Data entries
------------------------------------------------------------------------
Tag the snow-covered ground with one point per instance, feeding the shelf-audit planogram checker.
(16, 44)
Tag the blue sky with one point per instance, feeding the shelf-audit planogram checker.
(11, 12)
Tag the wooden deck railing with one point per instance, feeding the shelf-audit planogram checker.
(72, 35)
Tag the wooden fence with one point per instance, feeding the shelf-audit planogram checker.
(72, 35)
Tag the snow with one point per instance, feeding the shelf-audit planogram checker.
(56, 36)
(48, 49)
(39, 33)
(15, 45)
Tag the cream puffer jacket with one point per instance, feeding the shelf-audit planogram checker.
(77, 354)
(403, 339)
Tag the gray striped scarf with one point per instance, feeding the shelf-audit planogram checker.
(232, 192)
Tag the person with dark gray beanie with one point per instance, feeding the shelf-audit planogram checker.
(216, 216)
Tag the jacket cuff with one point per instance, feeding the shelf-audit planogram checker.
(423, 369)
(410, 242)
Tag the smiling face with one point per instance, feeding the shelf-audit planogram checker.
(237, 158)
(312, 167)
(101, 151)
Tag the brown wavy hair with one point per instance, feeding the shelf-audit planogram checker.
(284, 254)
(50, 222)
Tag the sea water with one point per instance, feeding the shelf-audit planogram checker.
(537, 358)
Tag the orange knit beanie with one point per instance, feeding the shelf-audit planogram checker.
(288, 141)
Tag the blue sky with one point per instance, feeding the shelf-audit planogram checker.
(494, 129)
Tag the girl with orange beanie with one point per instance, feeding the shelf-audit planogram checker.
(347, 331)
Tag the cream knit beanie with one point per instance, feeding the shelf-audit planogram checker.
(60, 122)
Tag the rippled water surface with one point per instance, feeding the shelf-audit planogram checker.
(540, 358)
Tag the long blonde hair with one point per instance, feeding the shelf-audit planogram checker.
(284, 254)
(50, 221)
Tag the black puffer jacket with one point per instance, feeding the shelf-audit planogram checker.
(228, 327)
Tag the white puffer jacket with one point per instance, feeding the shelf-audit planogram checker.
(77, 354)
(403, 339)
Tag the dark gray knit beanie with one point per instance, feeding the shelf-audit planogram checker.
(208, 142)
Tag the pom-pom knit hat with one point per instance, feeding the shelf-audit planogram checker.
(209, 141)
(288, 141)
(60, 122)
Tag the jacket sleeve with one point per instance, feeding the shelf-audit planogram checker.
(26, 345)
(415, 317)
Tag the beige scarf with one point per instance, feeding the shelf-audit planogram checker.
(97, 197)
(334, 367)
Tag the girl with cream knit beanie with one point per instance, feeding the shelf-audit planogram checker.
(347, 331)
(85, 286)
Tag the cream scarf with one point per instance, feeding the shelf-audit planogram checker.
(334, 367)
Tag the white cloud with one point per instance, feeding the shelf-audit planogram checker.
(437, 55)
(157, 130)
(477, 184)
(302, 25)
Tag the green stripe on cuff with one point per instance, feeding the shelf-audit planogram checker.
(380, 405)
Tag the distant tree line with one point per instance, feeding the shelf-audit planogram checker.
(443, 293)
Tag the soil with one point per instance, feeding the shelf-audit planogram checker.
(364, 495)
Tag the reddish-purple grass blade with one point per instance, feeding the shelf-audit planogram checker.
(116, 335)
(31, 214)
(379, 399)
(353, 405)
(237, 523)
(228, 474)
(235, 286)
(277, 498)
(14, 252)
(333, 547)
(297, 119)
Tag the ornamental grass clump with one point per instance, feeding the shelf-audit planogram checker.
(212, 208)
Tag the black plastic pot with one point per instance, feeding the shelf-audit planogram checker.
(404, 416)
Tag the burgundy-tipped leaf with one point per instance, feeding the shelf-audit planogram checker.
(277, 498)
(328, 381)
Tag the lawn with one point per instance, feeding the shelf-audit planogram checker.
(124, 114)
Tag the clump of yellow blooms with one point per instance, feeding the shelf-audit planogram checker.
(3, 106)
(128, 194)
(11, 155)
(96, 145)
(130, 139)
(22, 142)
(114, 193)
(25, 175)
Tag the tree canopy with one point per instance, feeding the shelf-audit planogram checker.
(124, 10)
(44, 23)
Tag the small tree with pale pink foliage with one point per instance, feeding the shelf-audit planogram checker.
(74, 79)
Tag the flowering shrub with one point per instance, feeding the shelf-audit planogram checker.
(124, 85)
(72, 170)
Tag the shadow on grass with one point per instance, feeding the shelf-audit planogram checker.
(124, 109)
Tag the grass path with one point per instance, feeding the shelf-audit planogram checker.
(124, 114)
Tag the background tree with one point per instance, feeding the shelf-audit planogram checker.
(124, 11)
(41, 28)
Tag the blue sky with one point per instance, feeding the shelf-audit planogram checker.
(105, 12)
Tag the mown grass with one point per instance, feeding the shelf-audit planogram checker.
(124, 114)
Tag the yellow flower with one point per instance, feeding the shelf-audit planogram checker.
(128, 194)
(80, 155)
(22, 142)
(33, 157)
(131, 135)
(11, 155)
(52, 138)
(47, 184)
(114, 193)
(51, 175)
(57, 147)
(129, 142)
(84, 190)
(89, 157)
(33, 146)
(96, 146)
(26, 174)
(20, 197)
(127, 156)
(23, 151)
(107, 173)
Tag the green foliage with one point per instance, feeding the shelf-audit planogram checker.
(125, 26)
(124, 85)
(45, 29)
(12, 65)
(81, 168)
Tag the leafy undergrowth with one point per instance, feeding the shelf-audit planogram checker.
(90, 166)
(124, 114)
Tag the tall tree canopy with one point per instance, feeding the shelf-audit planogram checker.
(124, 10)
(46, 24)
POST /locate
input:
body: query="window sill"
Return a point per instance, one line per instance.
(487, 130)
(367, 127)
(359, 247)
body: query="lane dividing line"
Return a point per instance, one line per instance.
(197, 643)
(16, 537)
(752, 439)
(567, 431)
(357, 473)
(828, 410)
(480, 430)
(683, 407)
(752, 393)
------------------------------------------------------------------------
▶ _ACTION ITEM_: Retype all the data, changing nothing.

▶ _OUTPUT BELOW_:
Tag the snow-covered ground with one point per instance, feeding the shelf-audit planogram checker.
(16, 44)
Tag the blue sky with one point per instance, feeding the shelf-audit planogram checker.
(11, 12)
Tag the wooden deck railing with one point per instance, feeding the shelf-audit planogram checker.
(72, 35)
Tag the wooden fence with one point per instance, feeding the shelf-audit planogram checker.
(72, 35)
Tag the snow with one point per instance, feeding the shelf-audit planogram checker.
(56, 36)
(48, 49)
(39, 33)
(15, 45)
Tag the cream puffer jacket with one point per instance, feeding the shelf-audit planogram checker.
(77, 354)
(403, 339)
Tag the gray striped scarf with one point per instance, feeding the shelf-audit planogram checker.
(232, 192)
Tag the person with dark gray beanie with one point per instance, feeding the shelf-audit planogram checker.
(216, 216)
Tag the jacket cuff with one point per instance, feeding the shelf-audit planogram checker.
(423, 369)
(410, 242)
Tag the smiling face with one point per instance, feeding the shelf-audit planogram checker.
(237, 158)
(312, 167)
(101, 151)
Tag the brown wavy hair with one point per instance, feeding the shelf-audit planogram checker.
(284, 254)
(50, 222)
Tag the sea water with one point per instance, feeding the shelf-audit planogram checker.
(537, 358)
Tag the orange knit beanie with one point per instance, feeding the shelf-audit planogram checker.
(288, 141)
Tag the blue sky with one point per instance, feeding the shelf-audit planogram checker.
(494, 129)
Tag the girl with orange beanie with one point per instance, feeding the shelf-audit planogram checker.
(347, 331)
Tag the cream knit beanie with one point per instance, feeding the shelf-audit planogram checker.
(60, 122)
Tag the rippled water surface with one point per instance, feeding the shelf-audit planogram checker.
(540, 358)
Tag the long blonde hair with one point per instance, feeding the shelf-audit planogram checker.
(284, 254)
(50, 221)
Tag the black puffer jacket with one point per instance, feeding the shelf-audit planogram checker.
(228, 327)
Tag the white puffer jacket with one point per instance, feeding the shelf-audit planogram checker.
(77, 354)
(403, 339)
Tag the dark gray knit beanie with one point per instance, feeding the shelf-audit planogram checker.
(208, 142)
Tag the pom-pom knit hat with one point per instance, feeding the shelf-audit planogram checker.
(209, 141)
(288, 141)
(60, 122)
Tag the jacket sleeve with one point per instance, feeding the shelf-audit planogram checker.
(26, 345)
(415, 317)
Tag the beige scarf with one point per instance, feeding the shelf-audit planogram checker.
(97, 197)
(334, 367)
Tag the girl with cream knit beanie with one point per instance, feeding the shelf-audit planogram checker.
(347, 331)
(85, 286)
Tag the cream scarf with one point per instance, feeding the shelf-audit planogram checker.
(334, 367)
Tag the white cloud with one point per instance, feeding the shelf-audit planogram checker.
(437, 55)
(157, 130)
(477, 184)
(302, 25)
Tag the green stripe on cuff with one point per instance, feeding the shelf-audit planogram checker.
(380, 405)
Tag the distant tree line with one point per instance, feeding the shelf-audit planogram checker.
(443, 293)
Tag the soil with one point per instance, feeding the shelf-audit planogram checker.
(364, 495)
Tag the reddish-purple grass blade with one point per instance, feeding the shelf-audit planogram checker.
(116, 335)
(31, 214)
(379, 399)
(353, 405)
(237, 523)
(228, 474)
(235, 286)
(277, 498)
(14, 252)
(333, 547)
(297, 119)
Tag the ornamental grass clump with one point per instance, feeding the shelf-audit planogram checker.
(212, 208)
Tag the black plastic pot with one point per instance, feeding the shelf-audit planogram checker.
(404, 416)
Tag the burgundy-tipped leaf with one point per instance, feeding the shelf-audit planogram checker.
(277, 498)
(328, 381)
Tag the lawn with one point per instance, feeding the shelf-audit planogram checker.
(124, 114)
Tag the clump of yellow blooms with one point per instance, feeding the shelf-audit planogram checker.
(3, 106)
(128, 194)
(11, 155)
(96, 145)
(130, 139)
(22, 142)
(114, 193)
(25, 175)
Tag the tree canopy with one point per instance, feeding the shelf-audit planogram checker.
(124, 10)
(44, 23)
Tag the small tree with pale pink foliage with one point per instance, feeding the shelf-audit planogram checker.
(74, 79)
Tag the flowering shrub with one point per instance, feeding the shelf-audit planogram checker.
(124, 85)
(72, 170)
Tag the shadow on grass with one point per instance, feeding the shelf-audit planogram checker.
(124, 109)
Tag the grass path with one point per instance, feeding the shelf-audit planogram checker.
(124, 114)
Tag the background tree with one point per instance, feeding the shelf-audit planogram checker.
(124, 11)
(41, 28)
Tag the blue sky with one point per instance, feeding the shelf-audit planogram checker.
(105, 12)
Tag the mown grass with one point per instance, feeding the shelf-audit planogram checker.
(124, 114)
Tag the yellow flower with one point per instance, feeding the shelf-audit planogram checker.
(128, 194)
(80, 155)
(22, 142)
(33, 157)
(131, 135)
(11, 155)
(52, 138)
(47, 184)
(114, 193)
(51, 175)
(57, 147)
(129, 142)
(84, 190)
(89, 157)
(33, 146)
(96, 146)
(26, 174)
(20, 197)
(127, 156)
(23, 151)
(107, 173)
Tag the green foliage with one point per instance, feeding the shelf-audit planogram checker.
(125, 26)
(124, 85)
(45, 29)
(12, 65)
(81, 168)
Tag the leafy undergrowth with one point per instance, feeding the shelf-audit planogram checker.
(90, 166)
(124, 114)
Tag the tall tree canopy with one point per instance, feeding the shelf-audit planogram checker.
(124, 10)
(46, 24)
POST /locate
input:
body: query="window sill"
Return a point per instance, one line per instance.
(487, 130)
(367, 127)
(359, 247)
body: query="lane dividing line"
Return a point per instance, one line per instance.
(197, 643)
(16, 537)
(752, 439)
(567, 431)
(357, 473)
(828, 410)
(480, 430)
(683, 407)
(752, 393)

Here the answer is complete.